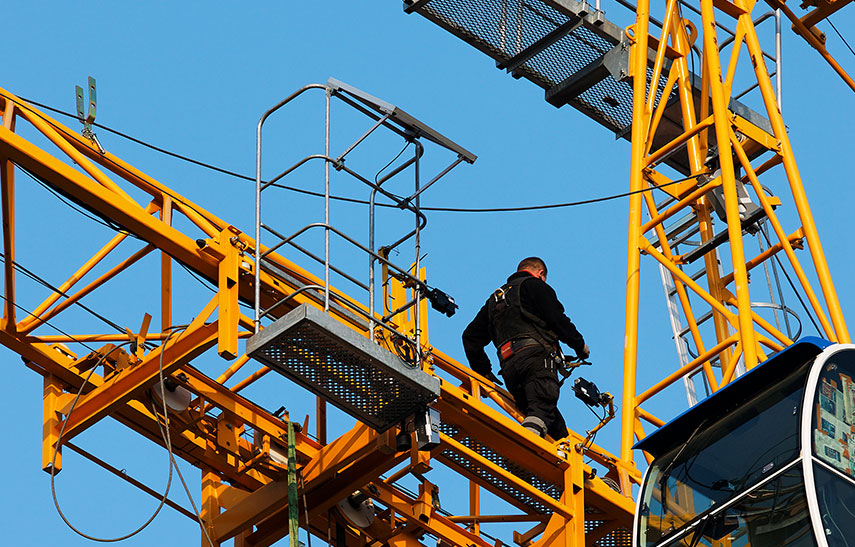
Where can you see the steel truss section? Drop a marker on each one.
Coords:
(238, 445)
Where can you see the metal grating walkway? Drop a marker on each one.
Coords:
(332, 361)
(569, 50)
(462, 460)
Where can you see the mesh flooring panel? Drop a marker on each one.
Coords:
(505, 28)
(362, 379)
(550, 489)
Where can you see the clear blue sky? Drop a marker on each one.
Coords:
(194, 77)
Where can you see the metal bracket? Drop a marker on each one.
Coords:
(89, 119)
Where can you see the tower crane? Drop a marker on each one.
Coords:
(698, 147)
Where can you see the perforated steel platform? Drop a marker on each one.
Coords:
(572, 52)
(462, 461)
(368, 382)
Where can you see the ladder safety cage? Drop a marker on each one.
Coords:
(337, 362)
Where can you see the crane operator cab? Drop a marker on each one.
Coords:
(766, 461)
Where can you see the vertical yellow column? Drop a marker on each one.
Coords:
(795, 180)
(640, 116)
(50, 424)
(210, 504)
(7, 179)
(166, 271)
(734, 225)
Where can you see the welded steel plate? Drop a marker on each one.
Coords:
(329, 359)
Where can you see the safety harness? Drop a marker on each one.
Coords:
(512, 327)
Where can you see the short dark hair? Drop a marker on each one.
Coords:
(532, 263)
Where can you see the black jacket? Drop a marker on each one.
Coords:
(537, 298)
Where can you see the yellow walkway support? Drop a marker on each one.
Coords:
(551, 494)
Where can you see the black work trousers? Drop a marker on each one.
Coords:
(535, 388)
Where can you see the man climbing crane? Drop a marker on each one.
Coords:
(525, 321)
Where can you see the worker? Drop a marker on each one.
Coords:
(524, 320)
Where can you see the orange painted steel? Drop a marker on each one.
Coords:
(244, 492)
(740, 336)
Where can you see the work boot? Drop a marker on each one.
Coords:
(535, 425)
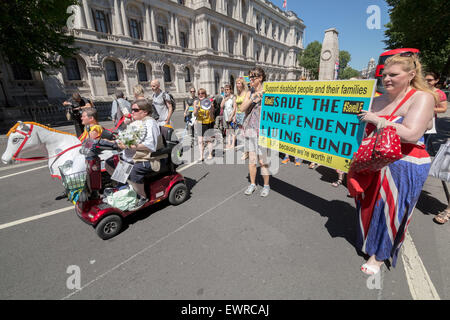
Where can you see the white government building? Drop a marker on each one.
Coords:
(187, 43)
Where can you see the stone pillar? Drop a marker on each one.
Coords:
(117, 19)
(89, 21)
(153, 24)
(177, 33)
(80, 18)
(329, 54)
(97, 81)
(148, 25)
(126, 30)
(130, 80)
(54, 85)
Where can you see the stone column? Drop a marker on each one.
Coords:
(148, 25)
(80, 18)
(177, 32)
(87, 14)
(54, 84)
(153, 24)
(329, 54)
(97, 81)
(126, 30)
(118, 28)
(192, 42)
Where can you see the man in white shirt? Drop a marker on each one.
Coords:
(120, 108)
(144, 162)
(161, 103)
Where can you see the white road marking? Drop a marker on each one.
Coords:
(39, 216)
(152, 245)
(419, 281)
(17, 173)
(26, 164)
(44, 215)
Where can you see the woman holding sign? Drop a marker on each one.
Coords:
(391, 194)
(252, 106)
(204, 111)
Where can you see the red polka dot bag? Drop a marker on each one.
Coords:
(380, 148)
───
• [EXERCISE BRIEF]: Identify the lines in the entries that hold "white" and return each one.

• [ANSWER TO THIS TASK]:
Where can you see the white government building? Drop a marker on each one.
Where can you see the man in white shirt? Drop a marker on each one.
Where can you see the white road marking? Drop a marker on each one.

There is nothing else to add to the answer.